PAGE EXTRACT:
Posted by Brian Monroe - bmonroe@acfcs.org 02/10/2021
Top tips, tricks to detect red flags of human trafficking in your fincrime compliance program, including inconsistent income, frequent CC, booking cancellations
Detail of poster developed pro bono by McCann Erickson for anti-sex trafficking campaign geared to the Super Bowl on Feb. 2. Credit: McCann Erickson To read the full Thomson Reuters Foundation story, click here.
The skinny:
- While many sports fans were preparing for an anticipated epic duel in Super Bowl LV between an aging legendary gunslinger and a young gun with a cannon for an arm, by grilling dogs and burgers, human trafficking groups were cooking up much more sinister machinations: profiting off of skin and misery.
- Even with the restraint required by the global pandemic, sporting events – particularly mega events like the Super Bowl, which draw thousands of people and hundreds of millions of dollars in revenues to host cities – are magnets for human trafficking networks, looking to take advantage of the influx of humanity, according to analysts and media reports.

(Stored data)
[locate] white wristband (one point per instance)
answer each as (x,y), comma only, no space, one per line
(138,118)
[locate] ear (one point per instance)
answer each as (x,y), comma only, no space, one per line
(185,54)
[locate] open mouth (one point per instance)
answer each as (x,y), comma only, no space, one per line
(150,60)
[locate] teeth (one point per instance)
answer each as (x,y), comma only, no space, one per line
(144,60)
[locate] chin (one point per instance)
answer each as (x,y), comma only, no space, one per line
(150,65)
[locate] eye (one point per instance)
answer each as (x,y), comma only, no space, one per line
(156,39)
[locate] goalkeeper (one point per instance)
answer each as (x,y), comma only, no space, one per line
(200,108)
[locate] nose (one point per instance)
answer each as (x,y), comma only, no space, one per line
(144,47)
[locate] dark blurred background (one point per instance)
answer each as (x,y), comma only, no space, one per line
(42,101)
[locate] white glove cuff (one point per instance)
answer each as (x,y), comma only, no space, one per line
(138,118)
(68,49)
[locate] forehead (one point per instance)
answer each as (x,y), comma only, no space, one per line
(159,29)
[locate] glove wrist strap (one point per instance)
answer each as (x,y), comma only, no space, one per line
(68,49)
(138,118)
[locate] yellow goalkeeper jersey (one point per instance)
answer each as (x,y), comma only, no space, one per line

CHECK YOUR UNDERSTANDING:
1. Update the human trafficking post starting at "- Even with" and ending at "and media reports.", putting "targets" in place of "magnets".
2. Using the human trafficking post, decide whether each statement agrees with it: (a) the post is dated 02/10/2021; (b) McCann Erickson was paid to develop the poster; (c) the global pandemic kept sporting events from attracting human trafficking networks.

RESPONSES BY TASK:
1.
- Even with the restraint required by the global pandemic, sporting events – particularly mega events like the Super Bowl, which draw thousands of people and hundreds of millions of dollars in revenues to host cities – are targets for human trafficking networks, looking to take advantage of the influx of humanity, according to analysts and media reports.

2.
(a) Yes: "Posted by Brian Monroe - bmonroe@acfcs.org 02/10/2021"
(b) No: "Detail of poster developed pro bono by McCann Erickson"
(c) No: "Even with the restraint required by the global pandemic, sporting events – particularly mega events like the Super Bowl, which draw thousands of people and hundreds of millions of dollars in revenues to host cities – are magnets for human trafficking networks"